====== Records supplied

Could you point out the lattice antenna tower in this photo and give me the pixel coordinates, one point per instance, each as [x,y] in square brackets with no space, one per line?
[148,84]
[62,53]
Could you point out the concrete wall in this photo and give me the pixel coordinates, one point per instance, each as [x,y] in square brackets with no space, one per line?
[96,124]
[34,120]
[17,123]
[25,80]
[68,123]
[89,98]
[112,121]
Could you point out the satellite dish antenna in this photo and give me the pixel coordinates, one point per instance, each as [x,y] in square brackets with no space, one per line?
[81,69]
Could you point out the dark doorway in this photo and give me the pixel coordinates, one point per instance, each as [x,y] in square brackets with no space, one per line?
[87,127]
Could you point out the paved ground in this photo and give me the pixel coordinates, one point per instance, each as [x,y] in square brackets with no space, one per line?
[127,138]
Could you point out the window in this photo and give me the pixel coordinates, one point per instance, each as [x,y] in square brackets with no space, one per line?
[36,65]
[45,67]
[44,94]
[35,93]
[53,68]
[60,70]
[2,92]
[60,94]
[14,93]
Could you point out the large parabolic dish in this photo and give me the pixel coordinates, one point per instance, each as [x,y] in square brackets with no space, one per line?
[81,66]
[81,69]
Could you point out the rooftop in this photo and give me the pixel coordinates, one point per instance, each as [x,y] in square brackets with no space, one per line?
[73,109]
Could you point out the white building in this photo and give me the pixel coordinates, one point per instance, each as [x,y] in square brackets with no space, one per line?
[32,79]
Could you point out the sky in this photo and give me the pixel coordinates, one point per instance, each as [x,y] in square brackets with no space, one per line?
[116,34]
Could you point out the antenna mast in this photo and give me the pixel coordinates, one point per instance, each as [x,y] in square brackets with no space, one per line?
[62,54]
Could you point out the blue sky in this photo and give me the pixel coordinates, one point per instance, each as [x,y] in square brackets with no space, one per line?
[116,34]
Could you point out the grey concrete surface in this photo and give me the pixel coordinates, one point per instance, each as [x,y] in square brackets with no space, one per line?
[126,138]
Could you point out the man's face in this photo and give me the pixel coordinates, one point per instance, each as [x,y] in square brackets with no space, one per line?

============

*Exercise requirements*. Output the part of the listing that opens with the line containing "Could you point out the blue" and runs through the end of the listing as a Markdown table with the columns "No." and "Line", one row per line with its row number, and leave out any blank lines.

*Worked solution*.
| No. | Line |
|---|---|
| 1 | Could you point out the blue sky in this photo and give me the pixel coordinates, one point per instance, each as [x,y] in square brackets with no space, one per line? |
| 2 | [116,34] |
| 3 | Could you point out the grey concrete surface in this photo and give me the pixel coordinates, one point per instance, each as [x,y] in square brackets with no space, one per line? |
| 4 | [126,138] |
| 5 | Could you point out the man's face in this photo and give me the pixel coordinates, one point per instance, each as [x,y] in square brackets with no space, one per line? |